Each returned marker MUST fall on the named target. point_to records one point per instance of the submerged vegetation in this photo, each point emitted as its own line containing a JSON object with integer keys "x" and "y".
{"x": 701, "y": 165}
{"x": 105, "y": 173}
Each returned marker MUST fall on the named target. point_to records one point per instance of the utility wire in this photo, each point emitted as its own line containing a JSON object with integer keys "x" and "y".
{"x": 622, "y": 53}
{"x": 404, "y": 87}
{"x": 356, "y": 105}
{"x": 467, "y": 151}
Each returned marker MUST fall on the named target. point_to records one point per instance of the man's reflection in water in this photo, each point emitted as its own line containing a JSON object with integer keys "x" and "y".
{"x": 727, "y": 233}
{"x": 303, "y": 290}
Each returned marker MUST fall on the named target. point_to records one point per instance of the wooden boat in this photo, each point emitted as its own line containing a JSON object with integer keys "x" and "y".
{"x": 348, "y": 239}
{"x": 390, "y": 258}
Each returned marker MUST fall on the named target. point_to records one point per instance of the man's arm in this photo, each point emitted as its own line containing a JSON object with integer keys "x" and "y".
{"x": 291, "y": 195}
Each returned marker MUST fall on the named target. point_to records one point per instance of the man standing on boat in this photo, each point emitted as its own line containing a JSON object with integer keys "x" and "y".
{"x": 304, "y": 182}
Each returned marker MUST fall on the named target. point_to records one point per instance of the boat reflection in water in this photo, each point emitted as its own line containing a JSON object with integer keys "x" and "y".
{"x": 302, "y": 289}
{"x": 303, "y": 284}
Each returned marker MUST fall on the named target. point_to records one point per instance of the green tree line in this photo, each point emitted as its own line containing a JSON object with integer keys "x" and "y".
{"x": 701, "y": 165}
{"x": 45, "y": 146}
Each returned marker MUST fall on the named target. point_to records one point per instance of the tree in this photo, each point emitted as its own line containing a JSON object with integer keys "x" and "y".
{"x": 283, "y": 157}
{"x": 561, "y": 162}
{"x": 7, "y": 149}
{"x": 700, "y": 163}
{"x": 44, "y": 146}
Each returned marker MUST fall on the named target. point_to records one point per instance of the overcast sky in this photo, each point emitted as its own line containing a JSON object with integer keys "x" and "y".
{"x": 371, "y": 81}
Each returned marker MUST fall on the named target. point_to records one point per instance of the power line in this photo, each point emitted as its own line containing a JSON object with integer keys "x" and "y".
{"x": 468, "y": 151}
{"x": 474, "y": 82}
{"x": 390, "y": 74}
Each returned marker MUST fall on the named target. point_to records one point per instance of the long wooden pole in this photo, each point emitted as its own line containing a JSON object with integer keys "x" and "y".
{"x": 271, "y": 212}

....

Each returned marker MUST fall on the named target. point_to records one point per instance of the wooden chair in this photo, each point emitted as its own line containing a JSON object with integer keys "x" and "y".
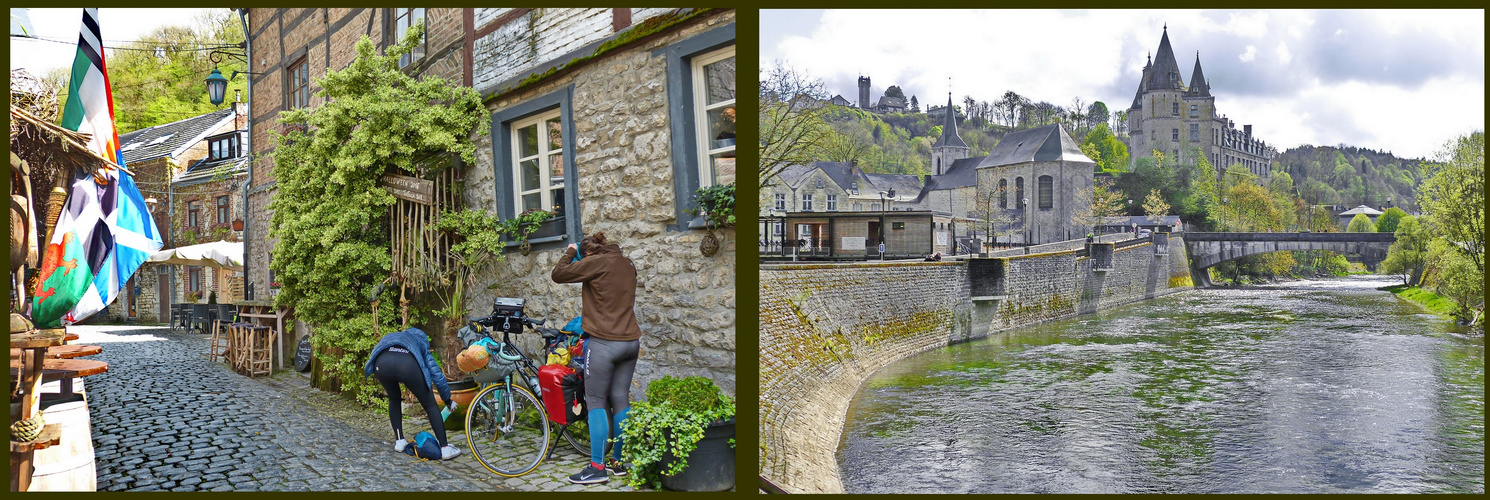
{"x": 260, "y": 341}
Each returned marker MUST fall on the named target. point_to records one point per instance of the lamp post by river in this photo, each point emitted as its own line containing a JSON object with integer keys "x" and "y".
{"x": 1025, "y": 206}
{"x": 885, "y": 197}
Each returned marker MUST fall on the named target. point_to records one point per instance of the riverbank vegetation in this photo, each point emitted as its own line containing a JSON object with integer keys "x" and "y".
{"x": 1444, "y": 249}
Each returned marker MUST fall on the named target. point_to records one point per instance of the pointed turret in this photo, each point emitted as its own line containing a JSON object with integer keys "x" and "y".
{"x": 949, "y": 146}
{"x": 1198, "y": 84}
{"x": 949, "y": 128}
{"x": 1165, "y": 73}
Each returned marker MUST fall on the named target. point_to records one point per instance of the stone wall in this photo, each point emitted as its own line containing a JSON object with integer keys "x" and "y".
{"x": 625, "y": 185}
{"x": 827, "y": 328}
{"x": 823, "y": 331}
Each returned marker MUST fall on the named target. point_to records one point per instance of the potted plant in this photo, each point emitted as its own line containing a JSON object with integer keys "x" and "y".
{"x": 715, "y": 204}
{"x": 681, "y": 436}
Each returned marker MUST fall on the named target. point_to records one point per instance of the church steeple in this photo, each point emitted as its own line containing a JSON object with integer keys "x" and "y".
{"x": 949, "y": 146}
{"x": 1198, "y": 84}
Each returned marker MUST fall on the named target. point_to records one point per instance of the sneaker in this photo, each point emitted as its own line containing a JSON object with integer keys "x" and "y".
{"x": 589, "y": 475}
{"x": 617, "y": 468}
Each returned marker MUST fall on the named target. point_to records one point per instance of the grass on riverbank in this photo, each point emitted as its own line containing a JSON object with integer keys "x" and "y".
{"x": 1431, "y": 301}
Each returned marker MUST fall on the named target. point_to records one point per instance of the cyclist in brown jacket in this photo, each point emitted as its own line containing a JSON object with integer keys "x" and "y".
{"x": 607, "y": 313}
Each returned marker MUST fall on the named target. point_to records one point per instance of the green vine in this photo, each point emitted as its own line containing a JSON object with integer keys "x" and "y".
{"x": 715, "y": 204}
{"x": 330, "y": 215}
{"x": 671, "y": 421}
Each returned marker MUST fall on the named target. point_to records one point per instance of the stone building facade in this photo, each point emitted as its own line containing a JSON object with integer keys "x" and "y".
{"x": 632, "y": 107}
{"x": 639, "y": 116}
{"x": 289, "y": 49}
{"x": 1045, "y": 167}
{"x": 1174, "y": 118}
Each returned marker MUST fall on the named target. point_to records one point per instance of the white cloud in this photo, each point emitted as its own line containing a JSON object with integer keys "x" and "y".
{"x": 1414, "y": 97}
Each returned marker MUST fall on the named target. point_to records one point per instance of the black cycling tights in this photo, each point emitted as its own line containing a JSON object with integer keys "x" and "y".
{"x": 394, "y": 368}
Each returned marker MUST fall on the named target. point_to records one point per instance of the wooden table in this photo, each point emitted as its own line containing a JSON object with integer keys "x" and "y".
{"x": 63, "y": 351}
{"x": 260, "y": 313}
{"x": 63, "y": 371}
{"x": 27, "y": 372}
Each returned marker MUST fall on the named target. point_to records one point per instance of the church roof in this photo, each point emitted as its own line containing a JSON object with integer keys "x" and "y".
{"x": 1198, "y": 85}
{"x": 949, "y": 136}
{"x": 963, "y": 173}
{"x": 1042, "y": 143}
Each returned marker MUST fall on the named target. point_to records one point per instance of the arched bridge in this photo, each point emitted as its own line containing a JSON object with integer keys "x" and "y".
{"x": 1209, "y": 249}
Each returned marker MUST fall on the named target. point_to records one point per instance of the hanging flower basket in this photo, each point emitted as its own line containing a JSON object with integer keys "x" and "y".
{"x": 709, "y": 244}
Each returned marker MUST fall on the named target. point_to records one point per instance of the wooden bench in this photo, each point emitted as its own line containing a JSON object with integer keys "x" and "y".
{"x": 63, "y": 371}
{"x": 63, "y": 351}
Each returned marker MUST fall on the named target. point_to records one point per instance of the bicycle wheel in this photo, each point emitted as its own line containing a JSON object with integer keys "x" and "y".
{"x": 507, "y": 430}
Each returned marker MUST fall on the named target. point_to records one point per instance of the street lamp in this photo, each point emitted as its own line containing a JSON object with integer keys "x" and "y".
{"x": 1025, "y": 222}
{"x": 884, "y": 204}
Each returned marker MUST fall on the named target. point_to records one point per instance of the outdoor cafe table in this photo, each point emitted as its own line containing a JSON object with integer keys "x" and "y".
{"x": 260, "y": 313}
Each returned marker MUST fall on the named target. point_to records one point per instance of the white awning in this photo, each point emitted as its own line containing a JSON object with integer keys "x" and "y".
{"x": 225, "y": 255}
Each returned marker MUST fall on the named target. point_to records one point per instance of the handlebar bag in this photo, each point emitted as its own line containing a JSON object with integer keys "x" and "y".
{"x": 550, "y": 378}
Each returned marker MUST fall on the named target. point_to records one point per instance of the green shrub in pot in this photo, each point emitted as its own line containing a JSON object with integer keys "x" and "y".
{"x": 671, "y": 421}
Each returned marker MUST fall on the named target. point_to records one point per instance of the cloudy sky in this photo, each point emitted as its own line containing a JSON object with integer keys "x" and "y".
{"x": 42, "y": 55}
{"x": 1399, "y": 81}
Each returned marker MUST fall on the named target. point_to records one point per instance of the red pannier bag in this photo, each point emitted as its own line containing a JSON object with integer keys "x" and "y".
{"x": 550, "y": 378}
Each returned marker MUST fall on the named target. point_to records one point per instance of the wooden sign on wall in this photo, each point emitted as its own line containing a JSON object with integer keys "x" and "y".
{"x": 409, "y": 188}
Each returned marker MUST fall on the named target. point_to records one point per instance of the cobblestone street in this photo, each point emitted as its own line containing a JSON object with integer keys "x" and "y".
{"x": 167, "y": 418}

....

Collect each line of the records that contains the string "boat", copying the lines in the order they appear.

Each returned marker MUST fall on the named target. point_to records one point per instance of the wooden boat in this photo, each point emitted as its own line containing a JSON object with integer keys "x" and "y".
Each returned marker MUST fall on the named target. point_to records one point per instance of the man standing on boat in this photo, each point emitted as its own line containing a JSON object with integer keys "x" and "y".
Each returned marker MUST fall on the named target. point_to records one point per instance of the boat reflection in water in this photo, each point emitted as its own line containing a JSON object with integer keys "x" and "y".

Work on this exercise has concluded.